* _GIVEN PASSAGE_:
++++++++++
The Herald (Harare)
Published by the government of Zimbabwe

Zimbabwe: Country's Inflation Not That Bad

Jeffrey Gogo

22 August 2008


opinion

Harare — DESPITE accelerating food and service prices, Zimbabwe's annual rate of inflation is yet to claim number one spot in modern world history.

Annual inflation came in at 11,2 million percent at the end of July, according to latest statistics from the Central Statistical Office. It has risen from a low of 124 percent in January 2004. Monthly inflation is running at slightly below 900 percent.

While the figures are unsustainably high, research shows that Zimbabwe may be able to shake off the hyper-inflationary tag within a few years.

A tough monetary policy, a balanced blend of economics and politics, as well as increased production will be key to achieving macro-economic stability.

History proves that several European and South American countries have been in far worse off situations before, but managed to recover to become some of the leading economies in the world today.
++++++++++
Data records
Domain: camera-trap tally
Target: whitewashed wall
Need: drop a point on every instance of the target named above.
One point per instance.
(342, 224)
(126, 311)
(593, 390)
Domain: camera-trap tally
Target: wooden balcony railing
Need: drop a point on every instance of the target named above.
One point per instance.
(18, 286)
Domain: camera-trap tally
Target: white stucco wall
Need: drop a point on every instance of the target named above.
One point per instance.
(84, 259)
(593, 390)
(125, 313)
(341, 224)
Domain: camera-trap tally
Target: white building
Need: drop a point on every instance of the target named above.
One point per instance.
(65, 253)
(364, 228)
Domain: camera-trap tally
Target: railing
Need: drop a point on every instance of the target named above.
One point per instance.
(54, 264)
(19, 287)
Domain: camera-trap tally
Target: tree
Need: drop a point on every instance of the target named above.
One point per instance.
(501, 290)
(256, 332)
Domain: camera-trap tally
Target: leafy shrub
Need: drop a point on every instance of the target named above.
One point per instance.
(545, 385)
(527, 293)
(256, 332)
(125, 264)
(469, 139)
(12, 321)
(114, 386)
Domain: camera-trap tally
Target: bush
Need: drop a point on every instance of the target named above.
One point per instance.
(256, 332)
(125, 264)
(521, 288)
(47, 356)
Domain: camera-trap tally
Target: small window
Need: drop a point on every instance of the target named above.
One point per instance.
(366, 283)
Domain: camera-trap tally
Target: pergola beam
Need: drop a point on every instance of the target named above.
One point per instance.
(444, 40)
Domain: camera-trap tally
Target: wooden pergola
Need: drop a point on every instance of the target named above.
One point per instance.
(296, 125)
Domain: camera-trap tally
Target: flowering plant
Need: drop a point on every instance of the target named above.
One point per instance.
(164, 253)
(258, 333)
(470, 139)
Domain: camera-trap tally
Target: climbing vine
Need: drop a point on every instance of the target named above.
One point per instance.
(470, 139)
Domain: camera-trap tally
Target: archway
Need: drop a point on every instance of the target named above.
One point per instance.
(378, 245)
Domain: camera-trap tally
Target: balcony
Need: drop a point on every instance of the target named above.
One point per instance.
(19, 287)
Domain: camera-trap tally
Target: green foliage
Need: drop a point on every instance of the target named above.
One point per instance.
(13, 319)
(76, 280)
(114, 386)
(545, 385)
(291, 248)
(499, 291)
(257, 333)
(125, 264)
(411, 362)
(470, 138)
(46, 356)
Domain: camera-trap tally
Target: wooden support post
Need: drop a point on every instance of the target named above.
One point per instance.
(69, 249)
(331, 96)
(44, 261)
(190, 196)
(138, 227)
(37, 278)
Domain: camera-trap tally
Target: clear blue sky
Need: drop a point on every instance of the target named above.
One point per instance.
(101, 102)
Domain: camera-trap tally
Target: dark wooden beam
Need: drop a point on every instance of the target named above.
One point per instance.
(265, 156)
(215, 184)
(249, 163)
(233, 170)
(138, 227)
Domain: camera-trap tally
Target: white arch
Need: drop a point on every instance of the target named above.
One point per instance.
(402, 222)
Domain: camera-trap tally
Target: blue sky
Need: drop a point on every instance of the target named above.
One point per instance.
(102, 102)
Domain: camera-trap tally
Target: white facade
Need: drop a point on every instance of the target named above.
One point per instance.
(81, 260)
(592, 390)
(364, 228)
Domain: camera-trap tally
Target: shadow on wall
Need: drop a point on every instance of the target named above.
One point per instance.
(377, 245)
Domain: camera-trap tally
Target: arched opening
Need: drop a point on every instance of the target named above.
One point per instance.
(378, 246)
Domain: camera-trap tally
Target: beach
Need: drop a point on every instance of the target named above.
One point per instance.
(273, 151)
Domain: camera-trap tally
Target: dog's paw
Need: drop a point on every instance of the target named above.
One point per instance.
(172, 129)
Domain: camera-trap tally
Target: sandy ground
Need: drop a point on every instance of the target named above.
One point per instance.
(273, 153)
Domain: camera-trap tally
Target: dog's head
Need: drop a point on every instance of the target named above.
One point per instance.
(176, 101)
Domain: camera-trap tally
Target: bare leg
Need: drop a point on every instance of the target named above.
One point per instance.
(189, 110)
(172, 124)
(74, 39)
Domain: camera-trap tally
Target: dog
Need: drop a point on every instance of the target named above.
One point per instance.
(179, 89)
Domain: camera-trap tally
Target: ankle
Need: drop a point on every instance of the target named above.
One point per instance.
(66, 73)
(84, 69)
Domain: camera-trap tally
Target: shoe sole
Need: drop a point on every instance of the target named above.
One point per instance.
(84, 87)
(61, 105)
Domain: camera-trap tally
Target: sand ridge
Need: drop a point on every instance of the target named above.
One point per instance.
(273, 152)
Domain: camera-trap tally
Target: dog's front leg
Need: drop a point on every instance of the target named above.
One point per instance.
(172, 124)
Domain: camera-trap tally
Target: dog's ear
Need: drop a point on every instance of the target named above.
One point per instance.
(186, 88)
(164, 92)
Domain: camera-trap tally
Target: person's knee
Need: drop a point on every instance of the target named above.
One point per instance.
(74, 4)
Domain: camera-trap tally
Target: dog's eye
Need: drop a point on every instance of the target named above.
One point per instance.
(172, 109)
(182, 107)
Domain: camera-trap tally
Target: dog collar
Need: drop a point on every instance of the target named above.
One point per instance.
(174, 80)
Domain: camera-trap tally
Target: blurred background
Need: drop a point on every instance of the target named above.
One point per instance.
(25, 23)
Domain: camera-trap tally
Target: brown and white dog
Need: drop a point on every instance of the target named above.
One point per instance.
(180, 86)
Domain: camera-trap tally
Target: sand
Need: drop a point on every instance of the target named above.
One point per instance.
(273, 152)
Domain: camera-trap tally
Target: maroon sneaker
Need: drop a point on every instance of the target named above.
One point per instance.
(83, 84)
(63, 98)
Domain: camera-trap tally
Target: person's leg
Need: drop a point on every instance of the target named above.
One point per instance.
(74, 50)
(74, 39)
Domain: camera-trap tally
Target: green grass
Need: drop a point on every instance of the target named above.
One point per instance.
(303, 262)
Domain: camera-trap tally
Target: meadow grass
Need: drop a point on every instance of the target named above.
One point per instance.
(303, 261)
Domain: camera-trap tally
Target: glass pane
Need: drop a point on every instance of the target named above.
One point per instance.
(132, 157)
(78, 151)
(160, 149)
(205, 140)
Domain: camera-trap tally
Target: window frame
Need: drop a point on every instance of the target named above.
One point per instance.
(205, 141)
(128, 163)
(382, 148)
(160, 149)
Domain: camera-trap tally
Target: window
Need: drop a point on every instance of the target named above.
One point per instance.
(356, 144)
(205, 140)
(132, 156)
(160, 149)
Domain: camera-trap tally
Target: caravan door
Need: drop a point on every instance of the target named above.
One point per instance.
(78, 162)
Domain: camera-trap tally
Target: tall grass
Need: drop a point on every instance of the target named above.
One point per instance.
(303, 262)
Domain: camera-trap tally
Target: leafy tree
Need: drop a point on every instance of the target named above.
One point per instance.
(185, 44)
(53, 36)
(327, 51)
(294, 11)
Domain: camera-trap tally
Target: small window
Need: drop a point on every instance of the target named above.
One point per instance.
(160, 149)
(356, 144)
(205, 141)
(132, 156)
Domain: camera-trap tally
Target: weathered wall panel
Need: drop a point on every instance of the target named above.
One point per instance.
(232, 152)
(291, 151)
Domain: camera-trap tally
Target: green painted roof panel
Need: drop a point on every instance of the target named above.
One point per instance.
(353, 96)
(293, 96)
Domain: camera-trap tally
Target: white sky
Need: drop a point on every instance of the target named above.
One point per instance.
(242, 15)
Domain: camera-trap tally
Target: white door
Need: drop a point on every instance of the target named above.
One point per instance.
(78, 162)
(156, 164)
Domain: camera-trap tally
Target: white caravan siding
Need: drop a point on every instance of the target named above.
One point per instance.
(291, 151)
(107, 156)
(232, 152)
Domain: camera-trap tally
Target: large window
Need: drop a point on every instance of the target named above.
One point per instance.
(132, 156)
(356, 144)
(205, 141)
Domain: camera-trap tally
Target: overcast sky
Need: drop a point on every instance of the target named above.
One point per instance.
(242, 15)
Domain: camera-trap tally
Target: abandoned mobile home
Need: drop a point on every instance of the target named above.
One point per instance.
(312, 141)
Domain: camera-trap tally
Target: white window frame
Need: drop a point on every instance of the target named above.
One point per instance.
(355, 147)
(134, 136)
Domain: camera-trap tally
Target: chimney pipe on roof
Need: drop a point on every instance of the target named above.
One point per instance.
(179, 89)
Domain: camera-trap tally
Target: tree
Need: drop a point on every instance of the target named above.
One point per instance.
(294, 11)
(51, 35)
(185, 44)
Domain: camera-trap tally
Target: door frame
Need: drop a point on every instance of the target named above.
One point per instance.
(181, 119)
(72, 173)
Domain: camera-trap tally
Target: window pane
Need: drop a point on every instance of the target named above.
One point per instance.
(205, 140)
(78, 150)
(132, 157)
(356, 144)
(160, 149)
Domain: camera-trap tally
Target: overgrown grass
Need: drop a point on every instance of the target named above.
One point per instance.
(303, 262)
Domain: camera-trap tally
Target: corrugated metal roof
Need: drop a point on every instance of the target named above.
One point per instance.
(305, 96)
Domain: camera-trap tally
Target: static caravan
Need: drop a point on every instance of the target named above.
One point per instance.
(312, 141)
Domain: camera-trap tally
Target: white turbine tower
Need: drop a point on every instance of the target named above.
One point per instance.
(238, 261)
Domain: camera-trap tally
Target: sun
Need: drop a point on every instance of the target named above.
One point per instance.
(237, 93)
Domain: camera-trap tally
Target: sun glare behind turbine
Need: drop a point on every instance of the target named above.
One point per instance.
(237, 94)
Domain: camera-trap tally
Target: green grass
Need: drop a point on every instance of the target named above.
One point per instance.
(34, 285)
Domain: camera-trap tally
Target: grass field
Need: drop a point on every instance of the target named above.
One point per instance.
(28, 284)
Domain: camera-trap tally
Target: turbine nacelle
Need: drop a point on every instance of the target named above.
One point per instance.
++++++++++
* _EXERCISE 1_:
Answer these questions using the article on Zimbabwe's inflation:
(a) Who publishes The Herald?
(b) At what level is monthly inflation running?
(c) What three things does the article name as key to achieving macro-economic stability?
* _EXERCISE 2_: Reproduce the article on Zimbabwe's inflation word for word from "Published by the" to "below 900 percent.".

* _RESPONSE 1_:
(a) The government of Zimbabwe.
(b) Slightly below 900 percent.
(c) A tough monetary policy, a balanced blend of economics and politics, and increased production.

* _RESPONSE 2_:
Published by the government of Zimbabwe

Zimbabwe: Country's Inflation Not That Bad

Jeffrey Gogo

22 August 2008


opinion

Harare — DESPITE accelerating food and service prices, Zimbabwe's annual rate of inflation is yet to claim number one spot in modern world history.

Annual inflation came in at 11,2 million percent at the end of July, according to latest statistics from the Central Statistical Office. It has risen from a low of 124 percent in January 2004. Monthly inflation is running at slightly below 900 percent.